<<<<

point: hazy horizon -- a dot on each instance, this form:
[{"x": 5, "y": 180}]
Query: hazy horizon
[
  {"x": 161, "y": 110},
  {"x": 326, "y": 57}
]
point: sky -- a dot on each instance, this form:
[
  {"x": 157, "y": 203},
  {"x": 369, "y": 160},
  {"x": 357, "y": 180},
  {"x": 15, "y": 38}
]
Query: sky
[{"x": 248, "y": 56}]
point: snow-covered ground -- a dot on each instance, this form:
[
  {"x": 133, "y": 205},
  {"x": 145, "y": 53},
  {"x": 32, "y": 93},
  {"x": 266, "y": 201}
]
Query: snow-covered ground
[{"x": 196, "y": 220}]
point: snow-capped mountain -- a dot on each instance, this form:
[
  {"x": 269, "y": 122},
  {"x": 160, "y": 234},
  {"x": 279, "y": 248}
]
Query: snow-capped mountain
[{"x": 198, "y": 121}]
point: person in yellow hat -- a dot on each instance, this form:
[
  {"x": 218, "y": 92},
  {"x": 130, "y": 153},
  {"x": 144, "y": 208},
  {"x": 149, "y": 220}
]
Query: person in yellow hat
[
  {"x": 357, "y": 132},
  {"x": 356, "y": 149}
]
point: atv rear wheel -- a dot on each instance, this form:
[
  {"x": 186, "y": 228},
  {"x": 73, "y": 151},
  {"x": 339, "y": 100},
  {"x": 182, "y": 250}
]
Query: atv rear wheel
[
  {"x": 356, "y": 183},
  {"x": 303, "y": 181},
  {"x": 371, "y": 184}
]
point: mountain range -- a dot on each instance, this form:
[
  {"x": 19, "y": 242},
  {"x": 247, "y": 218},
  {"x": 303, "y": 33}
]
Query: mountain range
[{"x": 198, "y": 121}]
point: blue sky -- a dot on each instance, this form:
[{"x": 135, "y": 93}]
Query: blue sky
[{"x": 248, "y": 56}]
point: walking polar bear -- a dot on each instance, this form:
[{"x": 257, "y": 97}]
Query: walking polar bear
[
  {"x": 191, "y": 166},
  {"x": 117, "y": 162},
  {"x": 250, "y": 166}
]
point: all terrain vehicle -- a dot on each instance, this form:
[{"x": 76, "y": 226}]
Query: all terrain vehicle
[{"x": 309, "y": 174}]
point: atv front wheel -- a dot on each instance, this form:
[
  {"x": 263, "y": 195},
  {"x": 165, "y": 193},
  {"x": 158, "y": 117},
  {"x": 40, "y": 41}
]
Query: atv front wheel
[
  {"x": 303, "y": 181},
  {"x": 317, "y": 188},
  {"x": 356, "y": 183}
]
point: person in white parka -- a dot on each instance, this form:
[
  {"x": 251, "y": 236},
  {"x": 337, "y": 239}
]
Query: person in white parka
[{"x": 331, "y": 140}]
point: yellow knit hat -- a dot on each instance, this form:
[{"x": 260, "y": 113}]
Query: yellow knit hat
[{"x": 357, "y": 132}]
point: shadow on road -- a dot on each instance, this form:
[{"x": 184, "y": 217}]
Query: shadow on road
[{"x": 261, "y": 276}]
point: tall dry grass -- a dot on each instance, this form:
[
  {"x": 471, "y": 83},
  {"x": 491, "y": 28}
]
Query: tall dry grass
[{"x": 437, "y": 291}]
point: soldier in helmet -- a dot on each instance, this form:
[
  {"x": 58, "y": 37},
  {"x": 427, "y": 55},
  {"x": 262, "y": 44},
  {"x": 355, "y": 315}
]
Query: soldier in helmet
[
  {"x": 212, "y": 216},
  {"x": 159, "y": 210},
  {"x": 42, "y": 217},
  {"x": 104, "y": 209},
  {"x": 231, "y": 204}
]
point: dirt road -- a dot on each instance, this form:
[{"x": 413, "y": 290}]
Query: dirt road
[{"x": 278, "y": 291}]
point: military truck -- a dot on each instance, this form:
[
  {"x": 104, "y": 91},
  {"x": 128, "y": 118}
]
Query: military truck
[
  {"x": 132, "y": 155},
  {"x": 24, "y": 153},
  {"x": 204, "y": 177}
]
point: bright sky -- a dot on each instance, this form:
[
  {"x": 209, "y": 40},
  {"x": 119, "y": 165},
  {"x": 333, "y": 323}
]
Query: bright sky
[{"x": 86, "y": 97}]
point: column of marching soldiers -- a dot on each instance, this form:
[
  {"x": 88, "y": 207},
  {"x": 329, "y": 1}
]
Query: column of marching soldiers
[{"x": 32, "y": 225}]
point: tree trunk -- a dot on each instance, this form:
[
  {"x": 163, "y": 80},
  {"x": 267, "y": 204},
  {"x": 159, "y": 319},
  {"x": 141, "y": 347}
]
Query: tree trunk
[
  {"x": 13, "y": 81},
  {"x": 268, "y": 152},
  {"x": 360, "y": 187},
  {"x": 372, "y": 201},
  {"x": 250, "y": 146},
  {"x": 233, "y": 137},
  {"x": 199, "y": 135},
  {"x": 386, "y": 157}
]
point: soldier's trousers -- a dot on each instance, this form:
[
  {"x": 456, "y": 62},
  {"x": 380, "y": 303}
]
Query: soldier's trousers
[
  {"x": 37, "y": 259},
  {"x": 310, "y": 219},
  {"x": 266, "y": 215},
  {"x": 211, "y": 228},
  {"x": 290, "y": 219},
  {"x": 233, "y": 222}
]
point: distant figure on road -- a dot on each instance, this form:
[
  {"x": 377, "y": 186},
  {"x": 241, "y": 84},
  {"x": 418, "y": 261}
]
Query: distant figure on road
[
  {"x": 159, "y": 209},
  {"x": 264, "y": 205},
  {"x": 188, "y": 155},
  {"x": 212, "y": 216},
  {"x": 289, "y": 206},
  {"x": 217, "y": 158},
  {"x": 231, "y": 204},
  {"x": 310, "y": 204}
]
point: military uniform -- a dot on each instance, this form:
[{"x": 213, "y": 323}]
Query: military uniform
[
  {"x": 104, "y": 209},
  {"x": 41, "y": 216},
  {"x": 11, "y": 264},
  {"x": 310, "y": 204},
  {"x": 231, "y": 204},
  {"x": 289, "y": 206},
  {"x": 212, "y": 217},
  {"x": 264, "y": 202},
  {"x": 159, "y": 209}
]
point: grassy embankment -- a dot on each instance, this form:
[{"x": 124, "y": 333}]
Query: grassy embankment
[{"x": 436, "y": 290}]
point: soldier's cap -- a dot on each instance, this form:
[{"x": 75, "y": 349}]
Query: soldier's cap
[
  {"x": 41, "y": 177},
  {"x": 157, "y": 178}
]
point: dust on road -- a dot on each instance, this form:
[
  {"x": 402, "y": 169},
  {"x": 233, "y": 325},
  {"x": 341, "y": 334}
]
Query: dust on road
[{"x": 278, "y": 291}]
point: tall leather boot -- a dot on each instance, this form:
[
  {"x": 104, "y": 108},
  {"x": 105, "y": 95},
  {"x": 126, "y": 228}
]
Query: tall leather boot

>>>>
<<<<

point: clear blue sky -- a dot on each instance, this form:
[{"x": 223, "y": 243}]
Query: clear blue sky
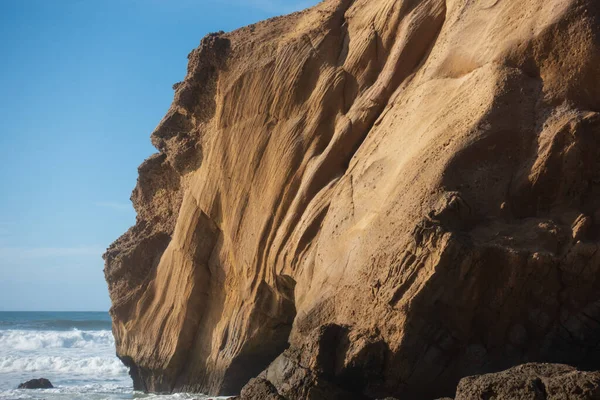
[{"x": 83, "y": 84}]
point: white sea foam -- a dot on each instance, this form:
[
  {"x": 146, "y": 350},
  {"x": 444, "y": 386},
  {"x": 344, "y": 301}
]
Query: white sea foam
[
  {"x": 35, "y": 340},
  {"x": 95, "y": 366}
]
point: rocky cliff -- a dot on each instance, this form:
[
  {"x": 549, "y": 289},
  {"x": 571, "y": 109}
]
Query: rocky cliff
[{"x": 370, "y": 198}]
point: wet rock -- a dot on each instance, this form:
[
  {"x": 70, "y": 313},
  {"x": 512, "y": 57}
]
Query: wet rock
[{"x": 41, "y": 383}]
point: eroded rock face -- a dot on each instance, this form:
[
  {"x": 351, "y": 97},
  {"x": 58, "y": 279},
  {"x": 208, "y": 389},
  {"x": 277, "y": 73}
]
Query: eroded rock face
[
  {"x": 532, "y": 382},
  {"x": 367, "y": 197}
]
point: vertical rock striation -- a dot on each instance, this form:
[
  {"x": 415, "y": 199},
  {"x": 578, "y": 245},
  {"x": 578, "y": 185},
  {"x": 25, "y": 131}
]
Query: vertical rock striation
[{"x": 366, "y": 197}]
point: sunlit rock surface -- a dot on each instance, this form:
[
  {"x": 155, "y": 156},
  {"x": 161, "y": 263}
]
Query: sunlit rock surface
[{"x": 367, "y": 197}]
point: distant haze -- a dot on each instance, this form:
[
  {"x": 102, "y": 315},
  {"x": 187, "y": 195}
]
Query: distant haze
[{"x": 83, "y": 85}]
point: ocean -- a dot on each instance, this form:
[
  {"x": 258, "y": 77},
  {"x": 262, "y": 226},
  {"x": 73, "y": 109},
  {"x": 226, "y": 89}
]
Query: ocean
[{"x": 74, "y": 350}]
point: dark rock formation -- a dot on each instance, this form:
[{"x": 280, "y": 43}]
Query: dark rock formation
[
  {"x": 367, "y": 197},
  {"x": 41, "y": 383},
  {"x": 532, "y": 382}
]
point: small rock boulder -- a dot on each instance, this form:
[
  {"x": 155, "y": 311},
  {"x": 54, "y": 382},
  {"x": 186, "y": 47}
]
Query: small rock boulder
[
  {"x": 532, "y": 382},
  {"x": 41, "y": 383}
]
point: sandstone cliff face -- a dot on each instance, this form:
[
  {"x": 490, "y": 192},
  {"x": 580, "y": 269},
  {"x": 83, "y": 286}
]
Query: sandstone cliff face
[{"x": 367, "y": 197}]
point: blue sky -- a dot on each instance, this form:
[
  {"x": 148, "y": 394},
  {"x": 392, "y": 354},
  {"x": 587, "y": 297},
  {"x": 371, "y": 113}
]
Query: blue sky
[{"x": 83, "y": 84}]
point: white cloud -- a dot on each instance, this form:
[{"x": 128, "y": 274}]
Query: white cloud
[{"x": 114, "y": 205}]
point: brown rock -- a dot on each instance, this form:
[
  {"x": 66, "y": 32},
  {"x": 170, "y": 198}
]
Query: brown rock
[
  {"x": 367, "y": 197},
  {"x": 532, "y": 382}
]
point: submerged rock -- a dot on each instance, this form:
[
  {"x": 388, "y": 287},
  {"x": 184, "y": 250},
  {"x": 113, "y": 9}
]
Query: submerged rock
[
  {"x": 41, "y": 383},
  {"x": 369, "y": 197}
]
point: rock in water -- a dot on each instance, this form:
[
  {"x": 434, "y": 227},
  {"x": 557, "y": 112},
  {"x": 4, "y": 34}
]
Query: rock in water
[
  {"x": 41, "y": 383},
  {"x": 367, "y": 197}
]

>>>>

OBJECTIVE —
Copy out everything from the line containing "point: soldier's trousers" down to the line containing "Query: tall leather boot", switching "road" to "street" and changing nothing else.

FINAL RESULT —
point: soldier's trousers -- a dot on each instance, this form:
[
  {"x": 456, "y": 62},
  {"x": 380, "y": 303}
]
Query: soldier's trousers
[
  {"x": 37, "y": 259},
  {"x": 310, "y": 219},
  {"x": 266, "y": 215},
  {"x": 211, "y": 228},
  {"x": 290, "y": 219},
  {"x": 233, "y": 222}
]
point: distant figure on street -- a dot on each instance, this form:
[
  {"x": 377, "y": 186},
  {"x": 241, "y": 84},
  {"x": 418, "y": 261}
]
Query: distant figure on street
[
  {"x": 159, "y": 209},
  {"x": 264, "y": 205},
  {"x": 188, "y": 155},
  {"x": 212, "y": 216},
  {"x": 289, "y": 206},
  {"x": 217, "y": 158},
  {"x": 231, "y": 204},
  {"x": 310, "y": 204}
]
point: military uniform -- a dot on each instance, this form:
[{"x": 213, "y": 323}]
Query: military uniform
[
  {"x": 104, "y": 209},
  {"x": 41, "y": 216},
  {"x": 11, "y": 264},
  {"x": 310, "y": 204},
  {"x": 231, "y": 204},
  {"x": 289, "y": 206},
  {"x": 212, "y": 217},
  {"x": 264, "y": 202},
  {"x": 159, "y": 209}
]
point: grassy embankment -- a dot on each instance, this form:
[{"x": 124, "y": 333}]
Query: grassy embankment
[{"x": 436, "y": 290}]
point: soldier's cap -- a dot on each instance, this form:
[{"x": 75, "y": 349}]
Query: soldier's cap
[
  {"x": 41, "y": 177},
  {"x": 157, "y": 178}
]
point: dust on street -- a dot on each instance, this form:
[
  {"x": 402, "y": 169},
  {"x": 233, "y": 325},
  {"x": 341, "y": 334}
]
Query: dust on street
[{"x": 278, "y": 291}]
point: tall leather boot -- a dot on each instance, this form:
[
  {"x": 104, "y": 108},
  {"x": 105, "y": 95},
  {"x": 126, "y": 228}
]
Query: tall leather boot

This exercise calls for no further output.